§ **Your instructions**:
Reproduce the lines between the one holding "Query: <item>window</item>" and the one holding "[[[106,23],[106,1],[97,1],[97,20]]]", inclusive, character for character.

_ _ _ _

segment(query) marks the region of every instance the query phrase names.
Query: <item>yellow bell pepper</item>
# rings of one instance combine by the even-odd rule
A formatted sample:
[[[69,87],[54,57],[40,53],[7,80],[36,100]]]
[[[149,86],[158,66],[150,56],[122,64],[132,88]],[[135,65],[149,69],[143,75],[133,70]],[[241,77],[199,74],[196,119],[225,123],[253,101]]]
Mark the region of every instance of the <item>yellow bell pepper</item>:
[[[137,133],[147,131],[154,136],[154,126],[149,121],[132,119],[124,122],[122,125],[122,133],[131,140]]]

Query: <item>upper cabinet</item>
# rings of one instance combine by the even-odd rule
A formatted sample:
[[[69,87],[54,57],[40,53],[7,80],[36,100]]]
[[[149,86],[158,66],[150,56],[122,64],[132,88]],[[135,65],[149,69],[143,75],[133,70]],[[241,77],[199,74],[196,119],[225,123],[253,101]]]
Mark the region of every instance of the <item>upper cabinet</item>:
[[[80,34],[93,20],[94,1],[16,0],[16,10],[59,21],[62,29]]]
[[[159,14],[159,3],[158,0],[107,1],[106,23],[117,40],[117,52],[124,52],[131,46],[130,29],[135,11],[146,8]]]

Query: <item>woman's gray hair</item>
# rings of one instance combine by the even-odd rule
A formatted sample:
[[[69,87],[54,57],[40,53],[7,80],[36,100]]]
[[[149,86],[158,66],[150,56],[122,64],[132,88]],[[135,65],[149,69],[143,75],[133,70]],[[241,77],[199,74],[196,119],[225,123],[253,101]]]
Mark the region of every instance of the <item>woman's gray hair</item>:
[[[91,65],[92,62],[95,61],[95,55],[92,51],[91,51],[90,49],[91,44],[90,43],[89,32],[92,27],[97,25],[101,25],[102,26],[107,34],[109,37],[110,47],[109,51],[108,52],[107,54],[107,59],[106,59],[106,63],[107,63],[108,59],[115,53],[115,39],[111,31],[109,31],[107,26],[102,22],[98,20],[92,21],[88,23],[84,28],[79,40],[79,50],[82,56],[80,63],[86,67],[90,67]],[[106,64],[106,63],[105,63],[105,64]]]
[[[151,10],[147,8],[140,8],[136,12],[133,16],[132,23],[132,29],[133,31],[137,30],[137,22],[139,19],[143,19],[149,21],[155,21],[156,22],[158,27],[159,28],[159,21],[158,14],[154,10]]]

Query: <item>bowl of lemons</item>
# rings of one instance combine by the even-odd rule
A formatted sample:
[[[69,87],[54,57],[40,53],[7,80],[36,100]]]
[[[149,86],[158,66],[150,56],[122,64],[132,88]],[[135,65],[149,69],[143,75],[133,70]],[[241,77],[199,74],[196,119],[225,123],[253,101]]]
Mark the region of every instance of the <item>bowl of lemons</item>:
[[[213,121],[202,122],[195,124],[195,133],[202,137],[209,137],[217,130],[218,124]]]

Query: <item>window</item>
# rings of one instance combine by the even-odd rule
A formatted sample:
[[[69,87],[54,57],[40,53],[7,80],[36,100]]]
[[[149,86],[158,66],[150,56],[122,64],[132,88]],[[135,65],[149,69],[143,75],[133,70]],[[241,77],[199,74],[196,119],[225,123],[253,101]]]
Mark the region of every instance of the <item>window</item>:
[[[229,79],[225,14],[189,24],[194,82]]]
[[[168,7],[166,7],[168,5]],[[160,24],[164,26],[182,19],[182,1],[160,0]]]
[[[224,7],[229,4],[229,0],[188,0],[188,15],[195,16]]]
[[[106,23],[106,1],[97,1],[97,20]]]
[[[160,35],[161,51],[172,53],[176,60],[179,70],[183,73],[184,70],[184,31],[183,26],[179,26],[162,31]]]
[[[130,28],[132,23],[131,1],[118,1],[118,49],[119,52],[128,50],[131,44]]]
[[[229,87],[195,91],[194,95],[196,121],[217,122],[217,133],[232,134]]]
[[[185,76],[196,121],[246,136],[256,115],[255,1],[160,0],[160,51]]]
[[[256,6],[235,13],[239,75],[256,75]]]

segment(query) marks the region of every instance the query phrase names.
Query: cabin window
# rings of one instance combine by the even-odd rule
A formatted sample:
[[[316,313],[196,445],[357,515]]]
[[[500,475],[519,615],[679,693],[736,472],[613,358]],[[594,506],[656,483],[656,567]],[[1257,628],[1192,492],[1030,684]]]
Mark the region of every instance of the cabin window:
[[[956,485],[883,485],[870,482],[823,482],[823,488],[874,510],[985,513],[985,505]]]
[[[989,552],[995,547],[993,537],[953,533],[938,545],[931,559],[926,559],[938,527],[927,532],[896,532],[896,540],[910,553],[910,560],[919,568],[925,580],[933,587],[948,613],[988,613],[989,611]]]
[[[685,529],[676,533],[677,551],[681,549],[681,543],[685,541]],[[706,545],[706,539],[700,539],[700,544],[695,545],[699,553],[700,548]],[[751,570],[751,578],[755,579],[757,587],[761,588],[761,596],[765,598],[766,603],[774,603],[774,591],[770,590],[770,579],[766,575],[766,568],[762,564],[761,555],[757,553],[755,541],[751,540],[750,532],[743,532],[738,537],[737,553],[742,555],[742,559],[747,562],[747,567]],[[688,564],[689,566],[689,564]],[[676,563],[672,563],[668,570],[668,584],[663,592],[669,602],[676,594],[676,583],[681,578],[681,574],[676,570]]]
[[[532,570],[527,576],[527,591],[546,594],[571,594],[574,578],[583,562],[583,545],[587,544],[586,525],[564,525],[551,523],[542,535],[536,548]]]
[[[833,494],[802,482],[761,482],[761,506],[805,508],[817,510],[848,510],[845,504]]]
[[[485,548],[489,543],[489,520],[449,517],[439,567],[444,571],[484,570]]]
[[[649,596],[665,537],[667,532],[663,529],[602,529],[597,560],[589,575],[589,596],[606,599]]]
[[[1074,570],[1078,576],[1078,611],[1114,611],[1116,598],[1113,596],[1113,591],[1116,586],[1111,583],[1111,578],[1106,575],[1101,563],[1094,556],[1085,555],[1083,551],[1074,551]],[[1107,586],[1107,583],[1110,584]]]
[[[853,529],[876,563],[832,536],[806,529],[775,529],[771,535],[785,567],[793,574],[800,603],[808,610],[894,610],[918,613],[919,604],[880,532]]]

_ _ _ _

§ **Exercise response**:
Query: <item>window</item>
# rings of one instance combine by the even-odd rule
A formatted sample:
[[[69,87],[54,57],[40,53],[7,80],[36,100]]]
[[[149,86],[158,66],[150,56],[122,64],[132,88]],[[135,65],[149,69],[143,75],[133,70]],[[241,77],[199,74],[196,119],[225,123],[253,101]]]
Mark the region of every instance of the <item>window</item>:
[[[229,79],[225,14],[189,24],[194,82]]]
[[[168,7],[166,7],[168,5]],[[160,24],[164,26],[182,19],[182,1],[160,0]]]
[[[224,7],[229,4],[229,0],[188,0],[188,15],[195,16]]]
[[[106,23],[106,1],[97,1],[97,20]]]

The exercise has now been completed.